= Selected extract =

4
In addition to this worldwide tendency, the special nature of the Japanese-American company has been shaped by certain unique concerns. Foremost has been Japan’s desire to forestall U.S. trade barriers. If the Reagan administration succumbed so readily to protectionism, what about a future administration less ideologically committed to free trade?
How, then, to forestall American protectionism? By doing an end run around the borders. The strategy had two aspects. First, it was necessary to enter into supply contracts with American companies; second, to build new factories in the United States. In both respects, American workers would get jobs assembling Japanese components and then selling the finished goods to their fellow countrymen. Americans would become partners in Japanese enterprise. As a result, it was thought, the two nations would become a single, integrated, transpacific production system. There would be less demand for trade protection, because there would be less to protect.
By the mid-1980s the strategy was already bearing fruit. Corporations that were technically “American,” but which had developed close relationships with Japanese suppliers and joint venturers, were steadfastly opposing tariffs and quotas on Japanese imports. Such devices would drive up the costs of their supplies. General Motors, IBM, GE, Kodak, and even Houdaille Industries could be counted on to support free trade. Also on the side of unrestricted trade were certain congressional districts in Ohio, Tennessee, North Carolina, California, and Oregon, where Japanese firms had set up manufacturing operations. Even the United Auto Workers were enthusiastic about the General Motors-Toyota joint venture in California, because it preserved American jobs.
The strategy had a second advantage for the Japanese. In supplying American companies with key components or entire products, to which the Americans thereafter affixed their trademarks and distributed as their own, the Japanese created a captive market for their wares. And they gained an inexpensive method of distributing them. This meant that the Japanese could negotiate large contracts, wholesale. The costs and vagaries of retailing could be avoided. Risks, accordingly, could be reduced.

= Supplied material =
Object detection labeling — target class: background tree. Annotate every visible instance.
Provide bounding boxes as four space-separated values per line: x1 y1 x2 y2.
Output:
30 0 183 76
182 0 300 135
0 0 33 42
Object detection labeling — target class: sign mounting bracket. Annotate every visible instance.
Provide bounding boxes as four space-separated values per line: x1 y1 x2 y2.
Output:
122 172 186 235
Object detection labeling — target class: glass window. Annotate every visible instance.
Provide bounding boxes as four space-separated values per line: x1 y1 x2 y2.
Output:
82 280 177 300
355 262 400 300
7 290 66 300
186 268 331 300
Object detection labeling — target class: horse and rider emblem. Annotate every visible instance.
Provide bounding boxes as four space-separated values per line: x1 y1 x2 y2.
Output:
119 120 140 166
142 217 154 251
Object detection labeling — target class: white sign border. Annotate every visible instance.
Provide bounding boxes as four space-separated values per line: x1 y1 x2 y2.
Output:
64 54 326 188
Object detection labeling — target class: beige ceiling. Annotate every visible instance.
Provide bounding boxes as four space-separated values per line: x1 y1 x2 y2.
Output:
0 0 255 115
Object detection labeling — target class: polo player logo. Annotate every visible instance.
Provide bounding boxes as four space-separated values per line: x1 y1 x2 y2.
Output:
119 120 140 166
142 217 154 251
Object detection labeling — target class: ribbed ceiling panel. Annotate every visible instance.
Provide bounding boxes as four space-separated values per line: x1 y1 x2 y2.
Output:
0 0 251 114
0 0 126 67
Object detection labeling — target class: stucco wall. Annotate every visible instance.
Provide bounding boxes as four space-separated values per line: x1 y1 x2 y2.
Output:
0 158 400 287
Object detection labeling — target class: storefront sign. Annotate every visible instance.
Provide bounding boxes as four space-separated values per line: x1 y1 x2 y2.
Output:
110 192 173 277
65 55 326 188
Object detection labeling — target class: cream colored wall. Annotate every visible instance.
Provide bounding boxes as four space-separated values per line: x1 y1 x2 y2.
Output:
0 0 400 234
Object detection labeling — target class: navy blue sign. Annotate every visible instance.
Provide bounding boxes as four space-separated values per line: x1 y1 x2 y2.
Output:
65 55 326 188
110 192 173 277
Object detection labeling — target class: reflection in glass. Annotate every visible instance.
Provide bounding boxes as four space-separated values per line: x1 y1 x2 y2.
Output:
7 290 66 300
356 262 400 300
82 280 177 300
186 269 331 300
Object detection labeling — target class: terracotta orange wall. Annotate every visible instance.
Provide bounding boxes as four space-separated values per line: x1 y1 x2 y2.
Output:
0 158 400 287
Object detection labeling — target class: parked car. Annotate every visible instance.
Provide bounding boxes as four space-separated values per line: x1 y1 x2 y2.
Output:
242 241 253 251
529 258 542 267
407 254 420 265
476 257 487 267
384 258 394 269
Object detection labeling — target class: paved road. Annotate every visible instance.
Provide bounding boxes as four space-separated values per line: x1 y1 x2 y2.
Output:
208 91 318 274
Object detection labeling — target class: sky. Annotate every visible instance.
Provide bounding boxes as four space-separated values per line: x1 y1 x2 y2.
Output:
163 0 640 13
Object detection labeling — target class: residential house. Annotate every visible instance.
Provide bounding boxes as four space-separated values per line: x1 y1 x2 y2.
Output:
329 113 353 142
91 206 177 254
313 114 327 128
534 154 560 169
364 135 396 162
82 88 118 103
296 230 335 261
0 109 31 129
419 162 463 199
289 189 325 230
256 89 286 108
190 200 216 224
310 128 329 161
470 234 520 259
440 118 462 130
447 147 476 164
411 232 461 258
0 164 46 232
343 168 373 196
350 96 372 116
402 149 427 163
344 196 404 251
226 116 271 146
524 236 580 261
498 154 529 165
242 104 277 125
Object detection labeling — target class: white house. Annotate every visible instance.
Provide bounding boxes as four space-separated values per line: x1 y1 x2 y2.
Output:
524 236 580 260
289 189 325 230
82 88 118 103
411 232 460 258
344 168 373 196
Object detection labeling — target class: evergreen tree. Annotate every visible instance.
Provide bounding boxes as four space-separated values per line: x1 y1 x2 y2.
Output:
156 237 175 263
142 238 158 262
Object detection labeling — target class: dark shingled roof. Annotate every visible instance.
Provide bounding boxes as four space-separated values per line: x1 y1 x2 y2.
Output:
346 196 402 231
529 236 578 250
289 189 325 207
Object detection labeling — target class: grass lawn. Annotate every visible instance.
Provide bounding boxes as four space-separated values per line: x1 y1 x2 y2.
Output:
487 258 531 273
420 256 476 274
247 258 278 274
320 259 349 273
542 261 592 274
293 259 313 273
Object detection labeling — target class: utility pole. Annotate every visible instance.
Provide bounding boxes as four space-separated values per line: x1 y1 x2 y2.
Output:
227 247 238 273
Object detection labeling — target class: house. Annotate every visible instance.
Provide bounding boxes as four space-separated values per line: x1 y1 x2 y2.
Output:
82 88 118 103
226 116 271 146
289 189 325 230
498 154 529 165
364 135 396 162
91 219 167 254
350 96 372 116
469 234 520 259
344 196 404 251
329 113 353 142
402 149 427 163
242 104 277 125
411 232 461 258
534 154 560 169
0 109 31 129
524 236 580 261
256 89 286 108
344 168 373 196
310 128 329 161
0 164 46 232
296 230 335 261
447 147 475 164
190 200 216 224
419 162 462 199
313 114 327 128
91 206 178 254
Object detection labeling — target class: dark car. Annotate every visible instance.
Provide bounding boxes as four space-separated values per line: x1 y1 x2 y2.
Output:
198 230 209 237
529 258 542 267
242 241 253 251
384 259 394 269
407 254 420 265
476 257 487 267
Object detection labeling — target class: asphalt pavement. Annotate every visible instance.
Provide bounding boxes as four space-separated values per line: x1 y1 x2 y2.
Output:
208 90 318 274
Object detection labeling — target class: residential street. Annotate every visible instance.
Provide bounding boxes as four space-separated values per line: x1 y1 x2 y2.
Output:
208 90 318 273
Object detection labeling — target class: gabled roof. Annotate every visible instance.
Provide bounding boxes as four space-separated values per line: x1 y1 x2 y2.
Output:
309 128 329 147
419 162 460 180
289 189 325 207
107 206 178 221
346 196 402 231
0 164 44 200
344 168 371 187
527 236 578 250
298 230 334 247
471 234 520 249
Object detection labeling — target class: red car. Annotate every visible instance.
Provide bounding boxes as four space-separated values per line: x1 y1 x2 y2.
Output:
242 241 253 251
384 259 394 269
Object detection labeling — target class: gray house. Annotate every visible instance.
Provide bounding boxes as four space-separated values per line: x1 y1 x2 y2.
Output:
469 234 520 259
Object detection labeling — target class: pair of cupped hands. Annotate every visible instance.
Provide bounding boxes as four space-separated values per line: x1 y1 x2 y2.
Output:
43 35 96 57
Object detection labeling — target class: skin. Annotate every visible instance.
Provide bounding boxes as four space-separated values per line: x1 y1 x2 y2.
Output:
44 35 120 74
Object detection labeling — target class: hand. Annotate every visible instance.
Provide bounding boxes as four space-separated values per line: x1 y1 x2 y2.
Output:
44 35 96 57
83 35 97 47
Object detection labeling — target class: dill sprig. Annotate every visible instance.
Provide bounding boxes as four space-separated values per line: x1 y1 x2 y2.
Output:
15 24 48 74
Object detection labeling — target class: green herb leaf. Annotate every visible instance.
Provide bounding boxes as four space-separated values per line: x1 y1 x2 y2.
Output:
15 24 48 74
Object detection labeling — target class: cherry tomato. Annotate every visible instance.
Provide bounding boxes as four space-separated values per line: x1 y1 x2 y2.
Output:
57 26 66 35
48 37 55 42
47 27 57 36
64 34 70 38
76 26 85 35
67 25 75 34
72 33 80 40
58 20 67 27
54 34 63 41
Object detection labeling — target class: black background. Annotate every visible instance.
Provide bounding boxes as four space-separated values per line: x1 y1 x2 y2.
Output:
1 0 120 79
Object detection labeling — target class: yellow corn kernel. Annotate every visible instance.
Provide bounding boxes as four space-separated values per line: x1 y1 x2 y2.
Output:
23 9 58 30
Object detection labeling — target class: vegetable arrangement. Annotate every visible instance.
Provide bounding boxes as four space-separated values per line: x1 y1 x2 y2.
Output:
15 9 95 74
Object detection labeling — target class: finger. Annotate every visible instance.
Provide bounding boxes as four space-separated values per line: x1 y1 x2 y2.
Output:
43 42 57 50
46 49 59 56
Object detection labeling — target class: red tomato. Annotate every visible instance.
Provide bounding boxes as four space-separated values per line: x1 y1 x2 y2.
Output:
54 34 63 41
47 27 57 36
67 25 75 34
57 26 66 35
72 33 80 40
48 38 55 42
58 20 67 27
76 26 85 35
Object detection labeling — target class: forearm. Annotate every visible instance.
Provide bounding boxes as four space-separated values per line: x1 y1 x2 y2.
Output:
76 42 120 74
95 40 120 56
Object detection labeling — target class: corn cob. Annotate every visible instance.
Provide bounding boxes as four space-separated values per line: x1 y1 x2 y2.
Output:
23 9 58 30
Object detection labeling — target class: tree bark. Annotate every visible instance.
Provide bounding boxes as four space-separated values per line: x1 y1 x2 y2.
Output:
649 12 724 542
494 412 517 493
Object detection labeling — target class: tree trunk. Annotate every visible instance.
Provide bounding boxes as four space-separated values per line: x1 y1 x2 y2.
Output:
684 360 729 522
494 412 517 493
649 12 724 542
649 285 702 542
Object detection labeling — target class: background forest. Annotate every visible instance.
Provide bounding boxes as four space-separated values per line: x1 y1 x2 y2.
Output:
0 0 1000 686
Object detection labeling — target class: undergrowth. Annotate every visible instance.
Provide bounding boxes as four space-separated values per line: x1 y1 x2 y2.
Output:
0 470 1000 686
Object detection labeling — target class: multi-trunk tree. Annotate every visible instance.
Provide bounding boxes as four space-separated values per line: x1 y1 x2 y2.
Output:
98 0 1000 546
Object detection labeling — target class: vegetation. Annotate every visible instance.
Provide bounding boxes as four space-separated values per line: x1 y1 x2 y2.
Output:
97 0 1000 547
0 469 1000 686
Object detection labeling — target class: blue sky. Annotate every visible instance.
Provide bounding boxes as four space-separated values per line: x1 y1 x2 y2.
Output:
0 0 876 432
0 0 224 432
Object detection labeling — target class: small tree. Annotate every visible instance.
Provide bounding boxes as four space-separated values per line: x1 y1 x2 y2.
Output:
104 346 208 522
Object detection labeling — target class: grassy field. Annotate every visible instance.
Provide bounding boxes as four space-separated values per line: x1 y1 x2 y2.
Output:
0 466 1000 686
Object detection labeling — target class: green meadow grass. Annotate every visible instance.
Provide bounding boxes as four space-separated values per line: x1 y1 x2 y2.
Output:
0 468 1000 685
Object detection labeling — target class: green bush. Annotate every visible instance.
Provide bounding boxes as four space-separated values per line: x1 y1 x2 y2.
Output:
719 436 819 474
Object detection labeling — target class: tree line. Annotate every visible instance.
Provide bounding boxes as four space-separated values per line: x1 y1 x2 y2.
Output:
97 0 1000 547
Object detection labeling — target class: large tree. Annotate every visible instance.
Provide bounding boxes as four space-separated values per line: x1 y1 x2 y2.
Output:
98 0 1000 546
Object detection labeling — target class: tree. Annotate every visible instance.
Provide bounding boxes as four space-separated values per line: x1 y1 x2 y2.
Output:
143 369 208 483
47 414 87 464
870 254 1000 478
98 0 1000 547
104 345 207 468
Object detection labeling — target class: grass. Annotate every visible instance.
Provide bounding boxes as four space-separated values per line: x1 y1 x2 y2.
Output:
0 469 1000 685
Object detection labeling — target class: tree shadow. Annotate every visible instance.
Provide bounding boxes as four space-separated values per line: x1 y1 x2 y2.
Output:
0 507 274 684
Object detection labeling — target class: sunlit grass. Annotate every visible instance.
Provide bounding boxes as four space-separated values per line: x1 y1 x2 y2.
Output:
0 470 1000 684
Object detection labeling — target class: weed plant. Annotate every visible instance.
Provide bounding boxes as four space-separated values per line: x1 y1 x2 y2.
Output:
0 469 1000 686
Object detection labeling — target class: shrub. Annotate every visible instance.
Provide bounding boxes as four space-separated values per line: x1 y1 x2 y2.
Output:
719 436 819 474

= Instruction 1 =
Lay out the entries as a JSON list of strings, one string per line, starting with the line that contains "Object detection labeling — target class: tree trunk." and going on through the line that contains "0 470 1000 686", both included. Leave out blank lines.
= Instruction 2 =
Proceed with the passage on Japan's strategy for heading off American protectionism, beginning after its final sentence.

= Written reply 1 =
[
  "Object detection labeling — target class: tree trunk. Annotate every visible instance.",
  "Provide bounding boxes as four space-separated values per line: x1 y1 x2 y2.",
  "Output:",
  "684 360 729 522",
  "494 412 517 493",
  "649 12 724 542",
  "649 285 702 542",
  "Object detection labeling — target class: background forest. Annotate every visible instance.",
  "Provide bounding boxes as four space-separated values per line: x1 y1 x2 y2.",
  "Output:",
  "0 0 1000 686",
  "Object detection labeling — target class: undergrowth. Annotate every visible instance.",
  "Provide bounding boxes as four space-separated values per line: x1 y1 x2 y2.",
  "Output:",
  "0 470 1000 686"
]

= Written reply 2 =
From the viewpoint of the Japanese, these advantages were worth paying for. American corporations that have linked up with the Japanese have thus received attractive terms. American towns that have welcomed Japanese manufacturers have gained good corporate citizens. By the late 1980s the new Japanese-American corporation seemed to be serving both nations well. Or was it?
5
The Japanese strategy has benefited Japan in a third but more important way. It is here that Americans might appropriately be concerned, because these benefits have not been entirely reciprocal.
Look closely at these new joint ventures and transnational investments. There has been a pattern to them. Basic research leading to initial product design continues to be carried out in the United States. Then the specific design and production of the most complex parts and sophisticated assemblies has occurred in Japan. Back in America workers have put the final pieces together. And a different group of American workers has distributed, marketed, and sold the products to other Americans. In other words, Americans have taken charge of the two ends of the production process—the major research innovations and the final assembly and sales. The Japanese have concentrated on the complex production in between, where large numbers of workers gain technological and organizational competence.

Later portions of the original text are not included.